__PROBLEM DESCRIPTION__: Rewrite the data below with every "left" replaced by "right", changing nothing else.

+===+

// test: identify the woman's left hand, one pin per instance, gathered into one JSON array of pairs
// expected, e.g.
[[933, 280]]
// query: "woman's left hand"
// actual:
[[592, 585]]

+===+

__SOLUTION__:
// test: identify the woman's right hand, one pin per instance, gathered into one JSON array of pairs
// expected, e.g.
[[933, 280]]
// query: "woman's right hand"
// actual:
[[592, 585]]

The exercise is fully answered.